> **KUTIPAN HALAMAN**:
-----
Teknologi akan terus berkembang seiring zaman, sebuah keniscayaan bahwasanya selama masih ada eksistensi manusia di muka bumi maka kemajuan teknologi tidak akan mungkin terbendung. Dan salah satu wujud dari perkembangan akan teknologi yaitu media sosial.
Apa itu Media Sosial?
Dikutip dari Wikipedia, media sosial adalah sebuah media online (terkoneksi dengan internet - jaringan berskala besar yang menghubungkan antara perangkat yang satu dengan yang lainnya) dimana para penggunanya bisa dengan mudah berpartisipasi, saling berbagi, saling terhubung, dan menciptakan isi meliputi blog, jejaring sosial, wiki, forum dan dunia virtual.
Sebagaimana kita bersama ketahui dari penjabaran diatas bahwa media sosial merupakan cikal bakal pasca lahirnya internet, suatu kreasi dari daya pikir dan usaha manusia yang berkeinginan agar "informasi dapat diakses dengan mudah dan cepat". Sesuatu pemahaman yang kini dianut oleh media sosial dimana secara tidak langsung memproklamirkan datangnya "era keterbukaan".
-----
> **ENTRI TUGAS INI**:
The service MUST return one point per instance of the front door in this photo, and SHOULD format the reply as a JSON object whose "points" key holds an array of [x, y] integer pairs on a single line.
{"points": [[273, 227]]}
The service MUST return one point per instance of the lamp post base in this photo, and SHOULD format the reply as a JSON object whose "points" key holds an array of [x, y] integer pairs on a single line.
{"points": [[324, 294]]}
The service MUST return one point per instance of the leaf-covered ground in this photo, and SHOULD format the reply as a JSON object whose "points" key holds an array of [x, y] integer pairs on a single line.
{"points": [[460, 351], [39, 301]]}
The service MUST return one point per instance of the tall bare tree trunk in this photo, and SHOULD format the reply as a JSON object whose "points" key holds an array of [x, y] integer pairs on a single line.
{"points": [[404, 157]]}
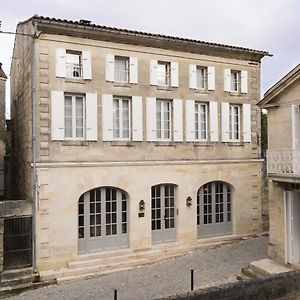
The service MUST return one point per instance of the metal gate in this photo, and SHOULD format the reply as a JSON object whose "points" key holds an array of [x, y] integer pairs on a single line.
{"points": [[17, 244]]}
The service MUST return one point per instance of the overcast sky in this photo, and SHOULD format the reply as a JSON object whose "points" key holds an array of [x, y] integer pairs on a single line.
{"points": [[270, 25]]}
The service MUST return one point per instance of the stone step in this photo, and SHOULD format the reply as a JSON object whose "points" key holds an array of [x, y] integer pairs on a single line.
{"points": [[15, 273], [250, 273], [16, 289]]}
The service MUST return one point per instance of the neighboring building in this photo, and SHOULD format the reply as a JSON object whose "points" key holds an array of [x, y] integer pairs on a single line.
{"points": [[142, 139], [283, 162], [3, 79]]}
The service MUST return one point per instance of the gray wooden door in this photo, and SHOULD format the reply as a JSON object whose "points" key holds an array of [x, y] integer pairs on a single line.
{"points": [[163, 212], [214, 209], [102, 220]]}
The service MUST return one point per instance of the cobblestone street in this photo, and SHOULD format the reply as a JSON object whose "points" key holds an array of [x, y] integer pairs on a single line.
{"points": [[211, 266]]}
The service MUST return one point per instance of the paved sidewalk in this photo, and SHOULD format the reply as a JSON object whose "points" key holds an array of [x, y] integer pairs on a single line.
{"points": [[211, 266]]}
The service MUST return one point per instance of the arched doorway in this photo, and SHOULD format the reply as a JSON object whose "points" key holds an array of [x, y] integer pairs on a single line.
{"points": [[214, 209], [163, 213], [102, 220]]}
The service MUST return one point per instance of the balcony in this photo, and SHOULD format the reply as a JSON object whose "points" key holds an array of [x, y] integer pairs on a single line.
{"points": [[283, 162]]}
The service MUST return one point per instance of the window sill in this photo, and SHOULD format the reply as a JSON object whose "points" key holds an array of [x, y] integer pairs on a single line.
{"points": [[206, 92], [235, 144], [202, 144], [74, 80], [165, 88], [121, 84], [74, 143], [122, 144], [164, 144]]}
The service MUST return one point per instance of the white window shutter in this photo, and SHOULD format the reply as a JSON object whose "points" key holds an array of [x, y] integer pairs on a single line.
{"points": [[211, 84], [133, 70], [151, 118], [244, 82], [193, 76], [227, 80], [110, 67], [178, 120], [296, 127], [153, 72], [214, 121], [137, 119], [60, 62], [57, 115], [107, 117], [247, 123], [174, 74], [91, 117], [225, 122], [86, 65], [190, 120]]}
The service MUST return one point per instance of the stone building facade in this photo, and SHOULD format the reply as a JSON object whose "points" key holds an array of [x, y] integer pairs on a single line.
{"points": [[141, 139], [283, 162]]}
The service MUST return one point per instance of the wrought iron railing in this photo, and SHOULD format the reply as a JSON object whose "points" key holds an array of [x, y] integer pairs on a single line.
{"points": [[283, 162], [74, 70]]}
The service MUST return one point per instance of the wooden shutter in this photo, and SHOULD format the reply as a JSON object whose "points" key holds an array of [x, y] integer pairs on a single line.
-----
> **TUGAS LATIHAN**:
• 1. Sebutkan berapa baris entri yang memuat kata "window", dengan huruf besar dan kecil dibedakan. Jawab dengan angkanya saja.
• 2. Teruskan teks tentang media sosial di atas, dimulai sesudah kalimat terakhirnya.

> **JAWABAN**:
• 1. 2

• 2.
Media Sosial dan Dua Sisi Mata Pisau
Dalam ranah teknologi ada kalimat terkenal yang menyatakan bahwa "tidak ada sistem yang sempurna selama sistem tersebut dibuat oleh manusia". Dalam pengertiannya seperti ini bahwa secara harafiah manusia tidak luput dari yang namanya kekurangan, sebagaimana sesosok manusia yang membuat sebuah sistem yang sekalipun ia nyatakan sempurna tetap memungkinkan adanya "unsur x" yaitu kekurangan atau ketidaksempurnaan didalamnya. Tak terkecuali dengan media sosial, mengapa?
Dikarenakan media sosial tetap meliputi unsur manusia didalamnya, era keterbukaan yang kini memungkinkan manusia dapat bereksplorasi, bebas mengekspresikan diri, dan menunjukkan eksistensi, dan hal-hal lain sebagainya tidak hanya memiliki potensi positif melainkan pula "negatif". Tanpa ada batasan secara pribadi sebagai pengguna maupun tanpa dibatasi dengan aturan maka era keterbukaan yang dimaksudkan cenderung kebablasan dan berujung kerugian yang imbasnya bisa pribadi maupun disekitarnya rasakan.
Kedewasaan Pola Pikir
Mengacu kepada imbas negatif yang didapat memang hal ini menjadi fokus manakala kejadian serupa kerap terjadi. Kesalahan demi kesalahan terjadi layaknya sebuah sistem dalam tahap "trial and error" dan selama itu perbaikan-perbaikan dilakukan namun sampai saat ini belum menunjukkan hasil yang diinginkan. Era keterbukaan yang cenderung kebablasan ini membuat individu-individu selaku pengguna lupa diri bahwasanya "media sosial bukanlah sarana untuk mencari-cari masalah", media sosial kini sudah jauh menyimpang dari maksud mulia ketika awal mulanya diciptakan.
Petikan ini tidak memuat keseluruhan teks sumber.